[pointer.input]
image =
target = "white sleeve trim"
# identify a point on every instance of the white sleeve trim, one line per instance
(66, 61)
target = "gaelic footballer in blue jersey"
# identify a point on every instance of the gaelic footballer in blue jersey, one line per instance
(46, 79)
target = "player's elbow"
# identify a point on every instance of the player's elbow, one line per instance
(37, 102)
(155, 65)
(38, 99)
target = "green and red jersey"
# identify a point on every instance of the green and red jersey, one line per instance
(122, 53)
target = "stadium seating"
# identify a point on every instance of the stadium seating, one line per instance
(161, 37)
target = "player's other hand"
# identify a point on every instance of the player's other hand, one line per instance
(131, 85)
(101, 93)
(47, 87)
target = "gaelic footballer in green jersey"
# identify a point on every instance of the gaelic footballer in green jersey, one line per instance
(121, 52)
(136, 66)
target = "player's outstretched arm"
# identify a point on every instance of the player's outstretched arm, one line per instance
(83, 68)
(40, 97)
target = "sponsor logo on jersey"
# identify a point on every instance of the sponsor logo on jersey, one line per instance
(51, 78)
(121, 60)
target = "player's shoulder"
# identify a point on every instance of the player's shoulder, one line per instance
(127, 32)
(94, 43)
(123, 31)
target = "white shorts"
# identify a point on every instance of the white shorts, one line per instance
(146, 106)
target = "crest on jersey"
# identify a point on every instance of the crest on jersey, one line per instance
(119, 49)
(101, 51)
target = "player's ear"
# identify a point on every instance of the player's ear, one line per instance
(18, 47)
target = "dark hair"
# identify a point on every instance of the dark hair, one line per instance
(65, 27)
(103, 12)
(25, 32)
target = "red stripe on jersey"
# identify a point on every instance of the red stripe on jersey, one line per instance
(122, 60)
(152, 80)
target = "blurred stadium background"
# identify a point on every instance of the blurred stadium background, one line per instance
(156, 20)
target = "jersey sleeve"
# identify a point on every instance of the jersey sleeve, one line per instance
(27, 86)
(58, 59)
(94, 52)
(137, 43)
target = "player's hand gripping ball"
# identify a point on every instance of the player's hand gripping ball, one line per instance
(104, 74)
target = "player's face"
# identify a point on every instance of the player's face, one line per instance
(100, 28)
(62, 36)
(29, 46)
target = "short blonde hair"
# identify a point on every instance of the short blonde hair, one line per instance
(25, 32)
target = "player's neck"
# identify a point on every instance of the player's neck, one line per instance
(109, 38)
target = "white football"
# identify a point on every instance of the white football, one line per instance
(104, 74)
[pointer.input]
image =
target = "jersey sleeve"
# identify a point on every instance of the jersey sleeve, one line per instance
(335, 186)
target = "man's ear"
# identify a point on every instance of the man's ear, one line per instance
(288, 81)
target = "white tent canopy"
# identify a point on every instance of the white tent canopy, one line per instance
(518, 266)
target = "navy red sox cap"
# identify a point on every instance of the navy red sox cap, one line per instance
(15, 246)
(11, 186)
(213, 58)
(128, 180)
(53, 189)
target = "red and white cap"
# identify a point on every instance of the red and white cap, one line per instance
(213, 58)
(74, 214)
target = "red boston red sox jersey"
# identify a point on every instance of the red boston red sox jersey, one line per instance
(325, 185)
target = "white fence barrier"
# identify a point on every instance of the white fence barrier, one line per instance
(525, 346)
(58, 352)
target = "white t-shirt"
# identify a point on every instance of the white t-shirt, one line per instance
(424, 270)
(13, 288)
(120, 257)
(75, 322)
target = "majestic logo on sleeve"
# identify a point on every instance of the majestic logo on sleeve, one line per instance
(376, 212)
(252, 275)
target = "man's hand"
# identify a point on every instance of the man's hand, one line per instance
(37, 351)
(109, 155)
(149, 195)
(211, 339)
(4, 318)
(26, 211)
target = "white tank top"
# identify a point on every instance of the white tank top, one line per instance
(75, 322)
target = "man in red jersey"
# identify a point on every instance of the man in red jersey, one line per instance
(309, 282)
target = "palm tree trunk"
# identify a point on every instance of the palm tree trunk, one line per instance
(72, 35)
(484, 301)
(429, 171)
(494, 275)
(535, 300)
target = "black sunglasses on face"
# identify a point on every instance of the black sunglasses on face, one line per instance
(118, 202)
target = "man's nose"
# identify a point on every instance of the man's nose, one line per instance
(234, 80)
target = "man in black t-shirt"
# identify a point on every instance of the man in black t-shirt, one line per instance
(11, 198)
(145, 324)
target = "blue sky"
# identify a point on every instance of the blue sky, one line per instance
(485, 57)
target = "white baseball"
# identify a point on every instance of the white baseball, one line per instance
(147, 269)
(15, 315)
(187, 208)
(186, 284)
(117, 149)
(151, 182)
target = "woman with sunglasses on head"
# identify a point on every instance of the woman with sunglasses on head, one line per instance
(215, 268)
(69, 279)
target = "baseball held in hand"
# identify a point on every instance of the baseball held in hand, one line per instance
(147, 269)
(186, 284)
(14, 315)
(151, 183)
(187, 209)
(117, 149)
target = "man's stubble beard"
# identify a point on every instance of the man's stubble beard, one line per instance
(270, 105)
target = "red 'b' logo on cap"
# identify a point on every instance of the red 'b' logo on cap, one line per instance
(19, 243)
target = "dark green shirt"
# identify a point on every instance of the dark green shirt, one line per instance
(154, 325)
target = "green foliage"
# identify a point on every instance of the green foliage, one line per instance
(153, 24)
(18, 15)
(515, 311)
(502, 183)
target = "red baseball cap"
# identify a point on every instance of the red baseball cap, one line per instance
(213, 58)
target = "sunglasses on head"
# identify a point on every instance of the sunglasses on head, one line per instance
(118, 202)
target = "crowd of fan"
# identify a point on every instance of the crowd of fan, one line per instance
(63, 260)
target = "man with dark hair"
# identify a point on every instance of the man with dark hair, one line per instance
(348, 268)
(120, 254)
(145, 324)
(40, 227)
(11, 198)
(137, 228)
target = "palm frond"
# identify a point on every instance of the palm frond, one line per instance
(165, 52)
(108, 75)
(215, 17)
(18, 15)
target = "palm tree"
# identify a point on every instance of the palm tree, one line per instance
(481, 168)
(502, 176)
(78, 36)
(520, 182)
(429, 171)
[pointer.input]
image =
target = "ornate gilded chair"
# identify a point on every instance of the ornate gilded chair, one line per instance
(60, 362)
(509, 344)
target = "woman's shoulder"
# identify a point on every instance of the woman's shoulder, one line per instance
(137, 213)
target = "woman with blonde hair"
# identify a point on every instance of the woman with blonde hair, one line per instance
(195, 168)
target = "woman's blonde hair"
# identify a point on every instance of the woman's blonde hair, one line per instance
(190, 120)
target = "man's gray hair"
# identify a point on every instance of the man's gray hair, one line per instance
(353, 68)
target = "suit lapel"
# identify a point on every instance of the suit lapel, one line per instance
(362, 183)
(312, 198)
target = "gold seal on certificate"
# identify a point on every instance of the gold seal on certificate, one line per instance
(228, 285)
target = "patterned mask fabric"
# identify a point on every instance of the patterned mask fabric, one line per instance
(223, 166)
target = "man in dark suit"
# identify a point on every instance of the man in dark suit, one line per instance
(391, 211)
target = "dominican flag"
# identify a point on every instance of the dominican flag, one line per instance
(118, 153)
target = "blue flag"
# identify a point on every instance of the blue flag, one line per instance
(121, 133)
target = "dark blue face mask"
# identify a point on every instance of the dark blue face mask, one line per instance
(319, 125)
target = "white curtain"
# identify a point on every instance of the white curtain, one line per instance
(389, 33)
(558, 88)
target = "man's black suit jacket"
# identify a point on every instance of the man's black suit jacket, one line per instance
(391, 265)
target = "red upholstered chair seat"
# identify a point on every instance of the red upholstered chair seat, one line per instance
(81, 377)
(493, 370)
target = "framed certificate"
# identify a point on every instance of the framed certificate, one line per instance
****************************************
### What is needed
Pull out every line of the material above that contains the string "background", matching case exactly.

### Problem solution
target = "blurred stadium background"
# identify a point on every instance of the blurred stadium background, one line per instance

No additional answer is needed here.